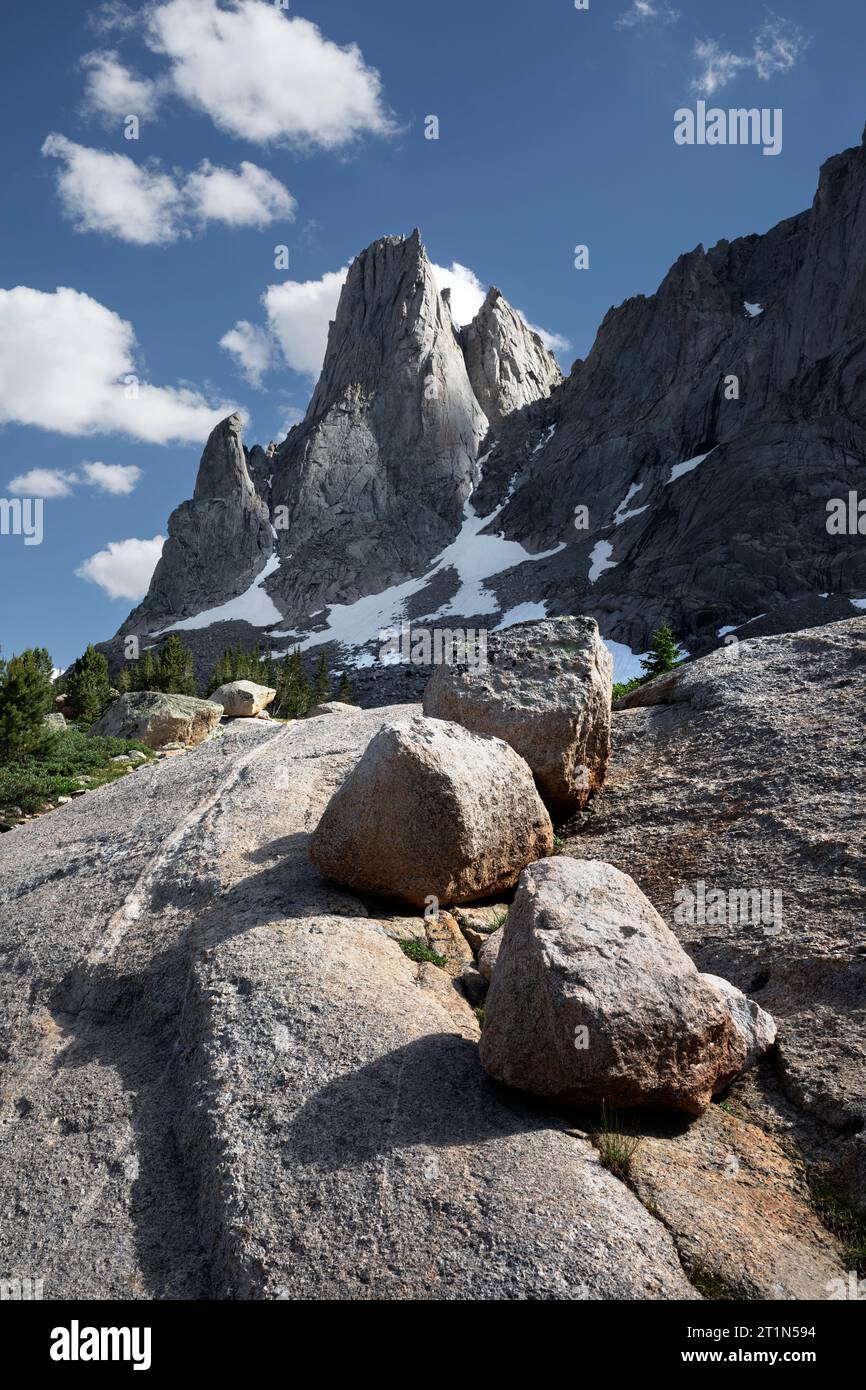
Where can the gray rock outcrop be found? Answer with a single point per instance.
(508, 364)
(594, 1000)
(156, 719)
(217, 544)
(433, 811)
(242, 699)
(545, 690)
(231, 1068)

...

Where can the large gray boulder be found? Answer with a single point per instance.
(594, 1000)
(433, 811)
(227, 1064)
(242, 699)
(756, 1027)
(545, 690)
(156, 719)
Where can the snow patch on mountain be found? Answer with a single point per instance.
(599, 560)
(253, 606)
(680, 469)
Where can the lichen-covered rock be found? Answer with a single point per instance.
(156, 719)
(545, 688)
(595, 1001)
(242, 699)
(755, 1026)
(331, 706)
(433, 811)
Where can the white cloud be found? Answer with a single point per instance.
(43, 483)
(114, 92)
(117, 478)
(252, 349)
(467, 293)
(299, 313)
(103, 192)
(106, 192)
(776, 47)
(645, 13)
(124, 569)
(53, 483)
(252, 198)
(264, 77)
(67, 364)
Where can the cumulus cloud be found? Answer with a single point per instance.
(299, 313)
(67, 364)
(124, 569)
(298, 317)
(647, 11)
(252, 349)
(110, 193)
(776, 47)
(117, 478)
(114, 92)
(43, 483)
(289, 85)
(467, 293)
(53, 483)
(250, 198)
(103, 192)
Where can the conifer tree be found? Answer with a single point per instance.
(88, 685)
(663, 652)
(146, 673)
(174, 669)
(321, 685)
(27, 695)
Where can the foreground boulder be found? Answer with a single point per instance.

→ What you have to do
With the line that has "Where can the white" as the first and the line that has "Where can the foreground" as the last, repeat exactly that run of lines above and no more.

→ Task solution
Where can the white cloud be found? Answer with a single point per instance.
(43, 483)
(114, 92)
(117, 478)
(252, 349)
(467, 293)
(299, 313)
(103, 192)
(106, 192)
(776, 47)
(645, 13)
(124, 569)
(53, 483)
(252, 198)
(264, 77)
(67, 364)
Where can the cumulus cloud be found? Answer with a single point per instance.
(299, 313)
(67, 364)
(124, 569)
(298, 317)
(647, 11)
(252, 349)
(110, 193)
(776, 47)
(117, 478)
(114, 92)
(43, 483)
(289, 85)
(467, 293)
(53, 483)
(250, 198)
(103, 192)
Where can the conifer tree be found? Answer with a single point per instance.
(88, 685)
(663, 652)
(146, 673)
(174, 669)
(321, 685)
(27, 695)
Where can the foreground boulder be found? Answer with a single point per instance.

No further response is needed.